**ASSIGNED TASK 1:**
Filter the records and copy out every line that contains the string "positive". Case counts.
---- EXCERPT
LIQUIDITY AND CAPITAL RESOURCES
Net cash provided by operating activities for the three months ended October 31,
1995 was $151,645, which was sufficient to meet the normal operating
requirements of the Company. Due to the purchase of $208,200 in property and
equipment during the quarter for cash, working capital decreased by $95,641,
from $210,600 at July 31, 1995 to $114,959 at October 31, 1995.
Net cash used in investing activities was $275,103, consisting of purchases of
property and equipment totaling $283,103, offset by $8,000 in proceeds from
disposals of property and equipment.
Dividends payable on preferred stock as of October 31, 1995 were $278,333 as
reflected in the accompanying Consolidated Balance Sheet.
Net cash provided by financing activities was $119,362, consisting of additional
borrowings of $154,903 offset by repayments of notes payable and capital leases
of $35,541. Notes payable and capital leases increased from $566,020 at July 31,
1995 to $605,382 at October 31, 1995, an increase of 7.0%. The additional
borrowings consisted of notes payable for the purchase of three vehicles and an
$80,000 drawdown on the Company's working capital line of credit.
--------
---- TASK INPUTS
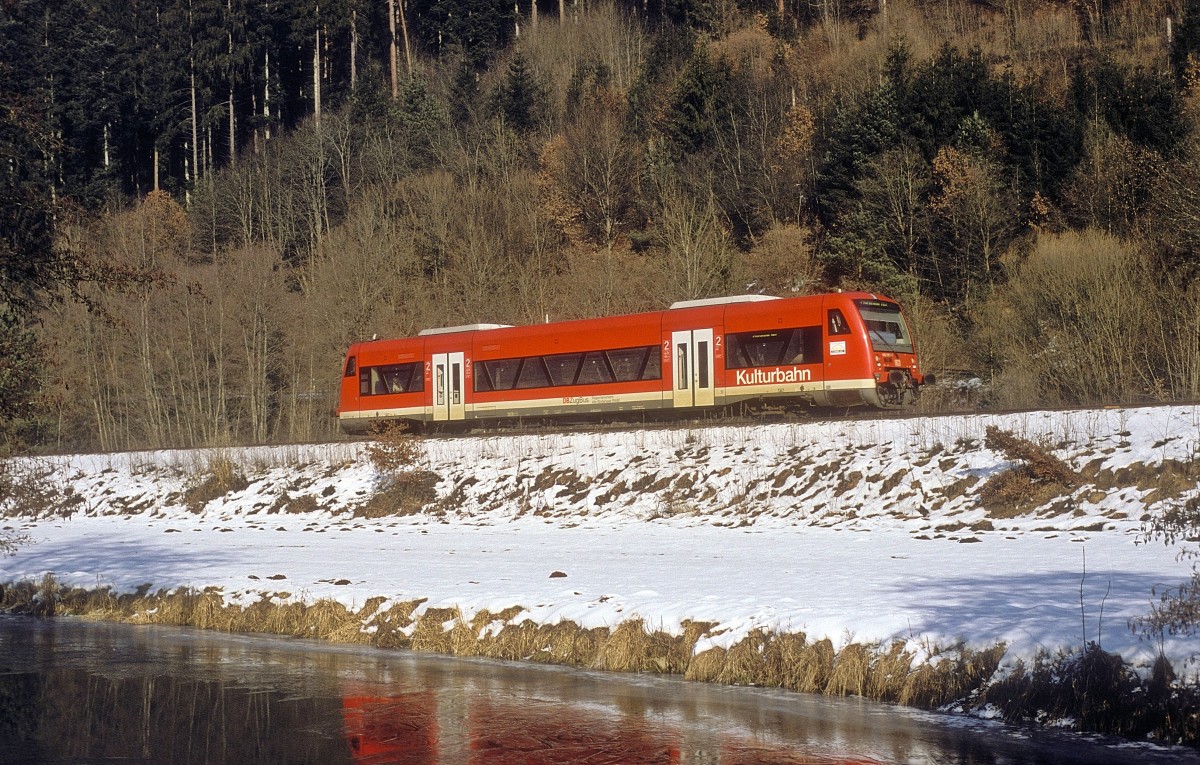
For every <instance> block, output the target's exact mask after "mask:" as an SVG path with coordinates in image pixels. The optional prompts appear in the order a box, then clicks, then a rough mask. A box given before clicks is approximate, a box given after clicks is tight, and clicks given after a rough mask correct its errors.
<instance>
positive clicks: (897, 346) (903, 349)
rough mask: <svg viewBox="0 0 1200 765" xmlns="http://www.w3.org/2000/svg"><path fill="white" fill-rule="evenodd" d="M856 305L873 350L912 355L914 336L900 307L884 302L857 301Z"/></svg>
mask: <svg viewBox="0 0 1200 765" xmlns="http://www.w3.org/2000/svg"><path fill="white" fill-rule="evenodd" d="M854 303H856V305H857V306H858V313H859V315H862V317H863V324H864V325H866V333H868V335H869V336H870V338H871V348H874V349H875V350H881V351H889V353H895V354H911V353H912V335H911V333H910V332H908V325H907V323H905V320H904V314H902V313H900V306H898V305H895V303H890V302H887V301H884V300H856V301H854Z"/></svg>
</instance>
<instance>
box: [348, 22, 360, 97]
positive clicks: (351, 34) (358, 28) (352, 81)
mask: <svg viewBox="0 0 1200 765" xmlns="http://www.w3.org/2000/svg"><path fill="white" fill-rule="evenodd" d="M358 83H359V12H358V10H354V11H350V92H354V86H355V85H358Z"/></svg>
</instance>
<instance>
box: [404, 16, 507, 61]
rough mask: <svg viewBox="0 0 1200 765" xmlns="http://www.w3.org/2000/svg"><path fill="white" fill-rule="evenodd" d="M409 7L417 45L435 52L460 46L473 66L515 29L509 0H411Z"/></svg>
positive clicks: (480, 60)
mask: <svg viewBox="0 0 1200 765" xmlns="http://www.w3.org/2000/svg"><path fill="white" fill-rule="evenodd" d="M409 8H410V13H412V17H410V18H412V19H413V24H412V30H413V35H414V36H415V38H416V43H418V44H419V46H421V47H422V48H424V49H425V50H427V52H430V53H432V54H434V55H443V54H445V53H449V52H454V50H461V52H462V53H464V54H466V55H467V58H468V59H469V60H470V62H472V65H474V66H482V65H484V64H486V62H487V61H488V60H490V59H491V58H492V56H493V55H496V54H497V53H498V52H500V50H502V49H503V48H504V47H505V46H506V44H508V43H509V40H510V38H511V36H512V32H514V30H515V29H516V10H515V6H514V4H512V2H511V1H510V0H412V1H410V2H409Z"/></svg>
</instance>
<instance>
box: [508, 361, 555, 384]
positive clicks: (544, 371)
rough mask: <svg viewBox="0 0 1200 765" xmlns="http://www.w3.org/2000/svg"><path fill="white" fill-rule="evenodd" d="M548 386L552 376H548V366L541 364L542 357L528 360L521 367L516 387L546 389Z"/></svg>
mask: <svg viewBox="0 0 1200 765" xmlns="http://www.w3.org/2000/svg"><path fill="white" fill-rule="evenodd" d="M548 385H550V375H548V374H546V365H544V363H542V362H541V356H529V357H528V359H526V360H524V362H523V363H522V365H521V373H520V374H518V375H517V385H516V387H522V388H523V387H546V386H548Z"/></svg>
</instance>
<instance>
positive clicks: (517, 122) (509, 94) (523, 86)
mask: <svg viewBox="0 0 1200 765" xmlns="http://www.w3.org/2000/svg"><path fill="white" fill-rule="evenodd" d="M545 103H546V96H545V88H542V85H541V83H540V82H539V80H538V76H536V74H535V73H534V72H533V71H532V70H530V68H529V62H528V60H527V59H526V56H524V54H523V53H521V52H520V50H518V52H517V53H516V54H514V56H512V59H511V60H510V61H509V67H508V73H506V76H505V78H504V82H503V83H500V86H499V88H498V89H497V91H496V95H494V97H493V108H494V110H496V113H497V114H498V115H500V116H503V118H504V122H505V124H506V125H508V126H509V127H511V128H512V129H515V131H516V132H518V133H528V132H529V131H532V129H533V128H534V127H536V125H538V118H539V115H540V114H544V109H545Z"/></svg>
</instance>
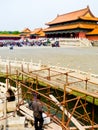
--------
**ASSIGNED TASK 2:**
Resume the liquidity and capital resources passage, writing on from its final sentence.

**EXPECTED ANSWER 1:**
positive clicks: (897, 346) (903, 349)
positive clicks: (351, 34) (358, 28) (352, 81)
positive clicks: (480, 60)
positive clicks: (544, 371)
positive clicks: (517, 122) (509, 94) (523, 86)

**EXPECTED ANSWER 2:**
The Company is current on all principal and interest payments on its notes
payable and capital leases. The Company has three bank lines of credit: 1) a
$200,000 working capital line secured by the Company's accounts receivable, and
bearing interest at prime (8.75% at October 31, 1995) plus 1.75%; 2) a $200,000
revolving line of credit for the purchase of equipment secured by the Company's
equipment, and bearing interest at prime plus 2.00%, and; 3) a $100,000
revolving line of credit for the purchase of vehicles secured by the vehicles
financed through this line, and bearing interest at prime plus 2.00%.
These lines of credit are renewable each year on December 31. As of October 31,
1995, the balance on the working capital line was $80,000. As of October 31,
1995 there were no borrowings under the equipment line. Borrowings under the
vehicle line consisted of $100,000 in drawdowns which were then converted to
five year notes payable.
The Company currently expects that it will be able to renew the lines of credit
under similar terms upon their maturity. However, if the lines of credit are not
renewed, there is no assurance that they can be replaced. If the Company were
unable to renew or replace these lines of credit and was then unable to repay
any outstanding balance, the bank could foreclose on the collateral.
-9-
<PAGE> 10
LIQUIDITY AND CAPITAL RESOURCES (CONTINUED)
The Company entered into a letter of intent for a $5 million, firm commitment
public offering of a new series of convertible preferred stock in October 1995.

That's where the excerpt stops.